— SHORT EXERCISE A —
Please list the matters that the notice on the financial sector concentration limit says the Council's study must examine the concentration limit's effect on.

Financial Stability Oversight Council.

ACTION:

Notice and request for comment.

SUMMARY:

Section 622 of the Dodd-Frank Wall Street Reform and Consumer Protection Act (the “Act” or “Dodd-Frank Act”) establishes a financial sector concentration limit that generally prohibits a financial company [1] from merging or consolidating with, acquiring all or substantially all of the assets of, or otherwise acquiring control of, another company if the resulting company's consolidated liabilities would exceed 10 percent of the aggregate consolidated liabilities of all financial companies.[2] This concentration limit is intended, along with a number of other provisions in the Dodd-Frank Act, to promote financial stability and address the perception that large financial institutions are “too big to fail.” Section 622 of the Act also requires the Financial Stability Oversight Council (the “Council”) to: (i) Complete a study of the extent to which the concentration limit would affect financial stability, moral hazard in the financial system, the efficiency and competitiveness of United States financial firms and financial markets, and the cost and availability of credit and other financial services to households and businesses in the United States; and (ii) make recommendations regarding any modifications to the concentration limit that the Council determines would more effectively implement section 622.[3] On January 18, 2011, the Council approved and issued its concentration limit study and the recommendations on how to effectively implement section 622. The Council seeks public comment on the Council recommendations described below. The Council will review and, if appropriate, revise its recommendations in response to the public comments it receives.

— SHORT EXERCISE B —
Filter the records below, keeping every line that contains the word "countertop".

(Saved data entries)
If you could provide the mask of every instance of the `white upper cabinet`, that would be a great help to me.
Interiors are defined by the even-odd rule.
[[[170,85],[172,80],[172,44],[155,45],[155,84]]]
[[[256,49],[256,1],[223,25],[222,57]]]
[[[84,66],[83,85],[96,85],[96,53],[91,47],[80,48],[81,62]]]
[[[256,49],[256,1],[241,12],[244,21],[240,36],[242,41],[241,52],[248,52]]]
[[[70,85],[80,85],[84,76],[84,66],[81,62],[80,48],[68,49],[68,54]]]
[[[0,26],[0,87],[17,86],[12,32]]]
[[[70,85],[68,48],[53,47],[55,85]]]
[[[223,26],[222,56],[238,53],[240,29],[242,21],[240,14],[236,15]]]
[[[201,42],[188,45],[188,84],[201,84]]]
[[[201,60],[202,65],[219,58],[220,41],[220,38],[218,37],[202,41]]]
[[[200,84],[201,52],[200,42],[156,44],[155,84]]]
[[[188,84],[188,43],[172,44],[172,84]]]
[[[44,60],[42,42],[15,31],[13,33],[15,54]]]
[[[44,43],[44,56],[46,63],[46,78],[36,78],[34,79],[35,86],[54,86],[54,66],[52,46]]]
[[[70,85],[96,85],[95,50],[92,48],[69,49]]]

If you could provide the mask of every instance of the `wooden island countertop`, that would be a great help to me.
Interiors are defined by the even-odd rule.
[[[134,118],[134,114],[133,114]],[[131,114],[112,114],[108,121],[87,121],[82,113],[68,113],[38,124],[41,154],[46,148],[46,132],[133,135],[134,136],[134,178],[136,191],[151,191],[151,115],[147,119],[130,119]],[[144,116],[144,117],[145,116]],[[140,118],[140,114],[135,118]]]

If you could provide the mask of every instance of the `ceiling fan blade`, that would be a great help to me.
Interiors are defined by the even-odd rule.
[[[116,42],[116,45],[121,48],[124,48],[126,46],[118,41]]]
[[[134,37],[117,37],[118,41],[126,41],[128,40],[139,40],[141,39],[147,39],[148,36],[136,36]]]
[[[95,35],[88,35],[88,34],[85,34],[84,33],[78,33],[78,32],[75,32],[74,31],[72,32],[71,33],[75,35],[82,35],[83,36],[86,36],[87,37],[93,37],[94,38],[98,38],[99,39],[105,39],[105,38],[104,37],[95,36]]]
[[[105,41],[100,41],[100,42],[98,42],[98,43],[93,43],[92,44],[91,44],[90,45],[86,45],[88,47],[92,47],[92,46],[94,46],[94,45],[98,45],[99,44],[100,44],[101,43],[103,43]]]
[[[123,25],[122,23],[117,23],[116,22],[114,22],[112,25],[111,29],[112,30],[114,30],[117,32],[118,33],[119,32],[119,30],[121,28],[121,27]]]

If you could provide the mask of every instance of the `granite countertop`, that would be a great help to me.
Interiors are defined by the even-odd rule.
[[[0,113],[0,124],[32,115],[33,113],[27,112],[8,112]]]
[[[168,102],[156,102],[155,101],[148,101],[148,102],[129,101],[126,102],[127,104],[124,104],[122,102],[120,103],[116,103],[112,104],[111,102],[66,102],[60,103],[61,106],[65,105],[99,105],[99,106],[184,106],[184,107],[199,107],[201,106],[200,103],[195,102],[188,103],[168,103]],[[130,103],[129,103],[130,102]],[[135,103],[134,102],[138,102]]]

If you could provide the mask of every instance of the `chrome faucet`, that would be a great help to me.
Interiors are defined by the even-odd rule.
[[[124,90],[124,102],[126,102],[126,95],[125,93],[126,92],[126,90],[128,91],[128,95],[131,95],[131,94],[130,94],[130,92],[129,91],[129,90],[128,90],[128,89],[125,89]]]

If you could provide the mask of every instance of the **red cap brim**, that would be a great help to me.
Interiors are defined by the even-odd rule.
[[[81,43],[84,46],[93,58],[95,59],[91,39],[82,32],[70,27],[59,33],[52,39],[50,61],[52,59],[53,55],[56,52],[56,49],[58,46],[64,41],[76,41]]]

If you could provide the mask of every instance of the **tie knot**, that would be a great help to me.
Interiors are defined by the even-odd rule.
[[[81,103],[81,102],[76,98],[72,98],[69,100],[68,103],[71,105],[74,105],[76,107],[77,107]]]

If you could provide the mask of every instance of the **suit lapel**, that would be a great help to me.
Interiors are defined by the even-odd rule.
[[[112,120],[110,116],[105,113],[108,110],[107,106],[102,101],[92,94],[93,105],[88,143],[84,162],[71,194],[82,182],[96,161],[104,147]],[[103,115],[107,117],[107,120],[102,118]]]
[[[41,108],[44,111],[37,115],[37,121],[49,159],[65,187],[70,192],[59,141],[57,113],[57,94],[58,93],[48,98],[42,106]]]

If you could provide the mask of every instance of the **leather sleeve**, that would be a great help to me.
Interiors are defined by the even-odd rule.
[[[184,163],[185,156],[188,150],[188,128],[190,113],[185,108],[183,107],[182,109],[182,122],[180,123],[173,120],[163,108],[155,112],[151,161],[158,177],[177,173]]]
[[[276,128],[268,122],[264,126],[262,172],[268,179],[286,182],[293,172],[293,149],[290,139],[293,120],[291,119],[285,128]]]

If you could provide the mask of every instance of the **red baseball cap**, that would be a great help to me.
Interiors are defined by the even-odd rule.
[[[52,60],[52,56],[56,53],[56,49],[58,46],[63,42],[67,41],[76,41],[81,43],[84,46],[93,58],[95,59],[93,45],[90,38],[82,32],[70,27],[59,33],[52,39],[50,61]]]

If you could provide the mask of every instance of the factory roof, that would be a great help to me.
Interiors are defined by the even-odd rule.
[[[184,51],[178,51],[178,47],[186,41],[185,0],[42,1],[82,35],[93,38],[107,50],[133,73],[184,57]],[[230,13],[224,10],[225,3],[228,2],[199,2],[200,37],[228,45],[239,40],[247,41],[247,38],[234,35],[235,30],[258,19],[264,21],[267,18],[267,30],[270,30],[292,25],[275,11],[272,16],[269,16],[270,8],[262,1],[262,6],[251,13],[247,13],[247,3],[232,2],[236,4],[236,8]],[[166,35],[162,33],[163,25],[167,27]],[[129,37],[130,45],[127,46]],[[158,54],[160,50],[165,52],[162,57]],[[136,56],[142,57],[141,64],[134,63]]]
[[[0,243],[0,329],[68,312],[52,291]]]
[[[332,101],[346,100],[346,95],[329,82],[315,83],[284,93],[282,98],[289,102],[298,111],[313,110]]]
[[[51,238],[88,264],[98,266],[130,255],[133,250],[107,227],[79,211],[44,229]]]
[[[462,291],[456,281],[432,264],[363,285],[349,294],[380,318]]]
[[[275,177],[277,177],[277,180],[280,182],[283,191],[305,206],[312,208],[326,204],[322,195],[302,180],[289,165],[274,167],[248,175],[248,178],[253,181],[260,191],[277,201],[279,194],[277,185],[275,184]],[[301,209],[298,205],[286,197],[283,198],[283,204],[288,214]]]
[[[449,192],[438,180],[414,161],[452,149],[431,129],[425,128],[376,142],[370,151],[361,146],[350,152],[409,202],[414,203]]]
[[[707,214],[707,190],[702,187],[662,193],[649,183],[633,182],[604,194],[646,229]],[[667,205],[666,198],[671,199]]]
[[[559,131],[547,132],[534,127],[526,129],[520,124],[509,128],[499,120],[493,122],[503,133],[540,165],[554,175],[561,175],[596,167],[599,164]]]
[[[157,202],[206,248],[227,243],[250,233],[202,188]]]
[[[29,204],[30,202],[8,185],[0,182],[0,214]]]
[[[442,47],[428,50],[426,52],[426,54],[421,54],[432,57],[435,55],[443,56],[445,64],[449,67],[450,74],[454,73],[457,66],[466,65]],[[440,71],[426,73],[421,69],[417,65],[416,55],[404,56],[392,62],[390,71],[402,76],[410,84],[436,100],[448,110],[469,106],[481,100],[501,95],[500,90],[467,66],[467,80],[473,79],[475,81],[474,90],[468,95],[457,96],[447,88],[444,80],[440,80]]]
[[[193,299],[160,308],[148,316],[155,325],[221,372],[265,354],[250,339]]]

— COMPLETE ANSWER A —
- Financial stability
- Moral hazard in the financial system
- The efficiency and competitiveness of United States financial firms and financial markets
- The cost and availability of credit and other financial services to households and businesses in the United States

— COMPLETE ANSWER B —
If you could provide the mask of every instance of the `wooden island countertop`, that would be a great help to me.
If you could provide the mask of every instance of the `granite countertop`, that would be a great help to me.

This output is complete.